**EXERCISE INSTRUCTIONS:**
Convert the material below into a two-column CSV with the headers "text" and "answer". Give one row for each passage that asks for a box, with its wording under "text" and the boxes that follow it under "answer". Quote every field, replace line breaks with spaces, and leave the pictures out.

Rows from a dataset for labeling boxes
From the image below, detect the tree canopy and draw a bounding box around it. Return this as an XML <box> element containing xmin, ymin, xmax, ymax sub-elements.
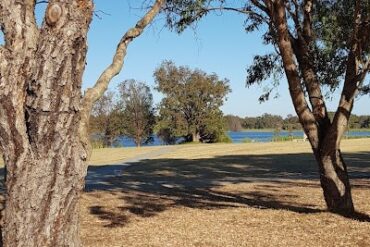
<box><xmin>118</xmin><ymin>79</ymin><xmax>155</xmax><ymax>146</ymax></box>
<box><xmin>166</xmin><ymin>0</ymin><xmax>370</xmax><ymax>213</ymax></box>
<box><xmin>154</xmin><ymin>61</ymin><xmax>230</xmax><ymax>142</ymax></box>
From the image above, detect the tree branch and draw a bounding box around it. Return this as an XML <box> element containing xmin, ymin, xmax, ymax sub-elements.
<box><xmin>80</xmin><ymin>0</ymin><xmax>166</xmax><ymax>151</ymax></box>
<box><xmin>328</xmin><ymin>0</ymin><xmax>369</xmax><ymax>147</ymax></box>
<box><xmin>269</xmin><ymin>0</ymin><xmax>319</xmax><ymax>150</ymax></box>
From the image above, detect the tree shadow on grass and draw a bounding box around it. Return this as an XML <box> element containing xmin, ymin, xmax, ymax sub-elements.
<box><xmin>86</xmin><ymin>153</ymin><xmax>370</xmax><ymax>227</ymax></box>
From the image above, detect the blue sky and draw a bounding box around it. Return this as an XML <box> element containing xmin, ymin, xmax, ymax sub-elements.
<box><xmin>26</xmin><ymin>0</ymin><xmax>370</xmax><ymax>116</ymax></box>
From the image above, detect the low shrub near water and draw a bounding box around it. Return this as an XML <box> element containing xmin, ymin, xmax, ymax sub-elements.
<box><xmin>272</xmin><ymin>136</ymin><xmax>302</xmax><ymax>142</ymax></box>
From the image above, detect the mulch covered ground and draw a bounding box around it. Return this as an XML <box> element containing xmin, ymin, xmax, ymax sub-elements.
<box><xmin>80</xmin><ymin>139</ymin><xmax>370</xmax><ymax>247</ymax></box>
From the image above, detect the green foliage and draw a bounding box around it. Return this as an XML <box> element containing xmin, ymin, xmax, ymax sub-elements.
<box><xmin>224</xmin><ymin>115</ymin><xmax>243</xmax><ymax>131</ymax></box>
<box><xmin>242</xmin><ymin>138</ymin><xmax>253</xmax><ymax>143</ymax></box>
<box><xmin>154</xmin><ymin>61</ymin><xmax>230</xmax><ymax>142</ymax></box>
<box><xmin>272</xmin><ymin>136</ymin><xmax>302</xmax><ymax>142</ymax></box>
<box><xmin>118</xmin><ymin>79</ymin><xmax>155</xmax><ymax>146</ymax></box>
<box><xmin>89</xmin><ymin>91</ymin><xmax>122</xmax><ymax>147</ymax></box>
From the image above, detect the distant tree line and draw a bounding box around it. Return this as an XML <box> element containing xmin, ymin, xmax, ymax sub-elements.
<box><xmin>89</xmin><ymin>61</ymin><xmax>230</xmax><ymax>147</ymax></box>
<box><xmin>225</xmin><ymin>113</ymin><xmax>302</xmax><ymax>131</ymax></box>
<box><xmin>224</xmin><ymin>112</ymin><xmax>370</xmax><ymax>131</ymax></box>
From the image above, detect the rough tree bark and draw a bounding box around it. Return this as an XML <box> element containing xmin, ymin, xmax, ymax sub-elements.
<box><xmin>0</xmin><ymin>0</ymin><xmax>164</xmax><ymax>247</ymax></box>
<box><xmin>263</xmin><ymin>0</ymin><xmax>369</xmax><ymax>214</ymax></box>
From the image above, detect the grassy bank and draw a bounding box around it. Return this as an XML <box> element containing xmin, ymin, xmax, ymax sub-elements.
<box><xmin>81</xmin><ymin>139</ymin><xmax>370</xmax><ymax>247</ymax></box>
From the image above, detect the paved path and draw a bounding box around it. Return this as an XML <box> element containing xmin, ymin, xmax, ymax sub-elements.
<box><xmin>85</xmin><ymin>146</ymin><xmax>178</xmax><ymax>191</ymax></box>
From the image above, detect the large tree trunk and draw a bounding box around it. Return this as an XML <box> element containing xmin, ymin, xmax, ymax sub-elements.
<box><xmin>315</xmin><ymin>145</ymin><xmax>354</xmax><ymax>214</ymax></box>
<box><xmin>2</xmin><ymin>145</ymin><xmax>86</xmax><ymax>246</ymax></box>
<box><xmin>191</xmin><ymin>132</ymin><xmax>200</xmax><ymax>142</ymax></box>
<box><xmin>268</xmin><ymin>0</ymin><xmax>356</xmax><ymax>214</ymax></box>
<box><xmin>0</xmin><ymin>0</ymin><xmax>93</xmax><ymax>247</ymax></box>
<box><xmin>0</xmin><ymin>0</ymin><xmax>165</xmax><ymax>247</ymax></box>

**ANSWER FOR THE TASK:**
text,answer
"From the image below, detect the tree canopy and draw a bounding box around it. Return this as an XML <box> element containing xmin, ymin, xmax, ymax sub-elements.","<box><xmin>118</xmin><ymin>79</ymin><xmax>155</xmax><ymax>146</ymax></box> <box><xmin>166</xmin><ymin>0</ymin><xmax>370</xmax><ymax>213</ymax></box> <box><xmin>154</xmin><ymin>61</ymin><xmax>230</xmax><ymax>142</ymax></box>"
"From the image above, detect the tree branch and draw a bounding box around it. Return this as an XML <box> element containing xmin, ymin, xmax, ymax sub-elements.","<box><xmin>80</xmin><ymin>0</ymin><xmax>166</xmax><ymax>151</ymax></box> <box><xmin>328</xmin><ymin>0</ymin><xmax>369</xmax><ymax>147</ymax></box> <box><xmin>269</xmin><ymin>0</ymin><xmax>319</xmax><ymax>150</ymax></box>"
"From the image above, detect the tree shadow on grass and draw a bounding box around it. Return this as an XML <box> element containing xmin, ymin, xmax, ymax sub-elements.","<box><xmin>86</xmin><ymin>153</ymin><xmax>370</xmax><ymax>227</ymax></box>"
"From the image above, detect the blue sky and draw a bounding box around it. Return this as an XML <box> element containing xmin, ymin, xmax, ymax sub-elements.","<box><xmin>26</xmin><ymin>0</ymin><xmax>370</xmax><ymax>116</ymax></box>"
"From the image above, detect the low shrub near water and draw a bounding box around it. Return this as an XML <box> element containing xmin, ymin, xmax, ymax sub-elements.","<box><xmin>272</xmin><ymin>136</ymin><xmax>302</xmax><ymax>142</ymax></box>"
"From the image above, detect the mulch covered ground and draw a bounding box around it. Return this as an XML <box> element containing xmin, ymin, xmax, ymax sub-elements.","<box><xmin>80</xmin><ymin>139</ymin><xmax>370</xmax><ymax>247</ymax></box>"
"From the image above, detect the green foliage and draw a bounding box around it. Return this as an XML <box> element containing xmin, ymin, xmax, ymax sub-elements.","<box><xmin>224</xmin><ymin>115</ymin><xmax>243</xmax><ymax>131</ymax></box> <box><xmin>242</xmin><ymin>138</ymin><xmax>253</xmax><ymax>143</ymax></box> <box><xmin>154</xmin><ymin>61</ymin><xmax>230</xmax><ymax>142</ymax></box> <box><xmin>272</xmin><ymin>136</ymin><xmax>302</xmax><ymax>142</ymax></box> <box><xmin>118</xmin><ymin>79</ymin><xmax>155</xmax><ymax>146</ymax></box> <box><xmin>89</xmin><ymin>91</ymin><xmax>122</xmax><ymax>147</ymax></box>"
"From the image above, detect the distant tree line and draw a bounding box around it. Return this as an XML <box> element containing xmin, ymin, xmax, ymax sub-elements.","<box><xmin>89</xmin><ymin>61</ymin><xmax>230</xmax><ymax>147</ymax></box> <box><xmin>225</xmin><ymin>113</ymin><xmax>302</xmax><ymax>131</ymax></box> <box><xmin>224</xmin><ymin>112</ymin><xmax>370</xmax><ymax>131</ymax></box>"
"From the image above, detect the rough tree bark and draw a bounding box around it. Return this as an XML <box> element containing xmin, ymin, xmax, ymax sub-elements.","<box><xmin>0</xmin><ymin>0</ymin><xmax>164</xmax><ymax>247</ymax></box> <box><xmin>263</xmin><ymin>0</ymin><xmax>369</xmax><ymax>214</ymax></box>"
"From the image above, detect the grassy bank and draw a bounding box around it. Return this as an XML <box> element containing xmin, ymin, xmax, ymax sub-elements.","<box><xmin>81</xmin><ymin>139</ymin><xmax>370</xmax><ymax>247</ymax></box>"
"From the image above, detect the paved path and draw a bounding box around it. Return this as an XML <box> element containing xmin, ymin, xmax, ymax sub-elements.","<box><xmin>85</xmin><ymin>146</ymin><xmax>178</xmax><ymax>191</ymax></box>"
"From the image above, detect the large tree trunk and draw a bounding box around it. Return this as an XML <box> element containing xmin, ymin, xmax, ymax sub-elements.","<box><xmin>315</xmin><ymin>145</ymin><xmax>354</xmax><ymax>214</ymax></box> <box><xmin>2</xmin><ymin>145</ymin><xmax>86</xmax><ymax>246</ymax></box> <box><xmin>191</xmin><ymin>132</ymin><xmax>200</xmax><ymax>142</ymax></box> <box><xmin>268</xmin><ymin>0</ymin><xmax>356</xmax><ymax>214</ymax></box> <box><xmin>0</xmin><ymin>0</ymin><xmax>93</xmax><ymax>247</ymax></box> <box><xmin>0</xmin><ymin>0</ymin><xmax>165</xmax><ymax>247</ymax></box>"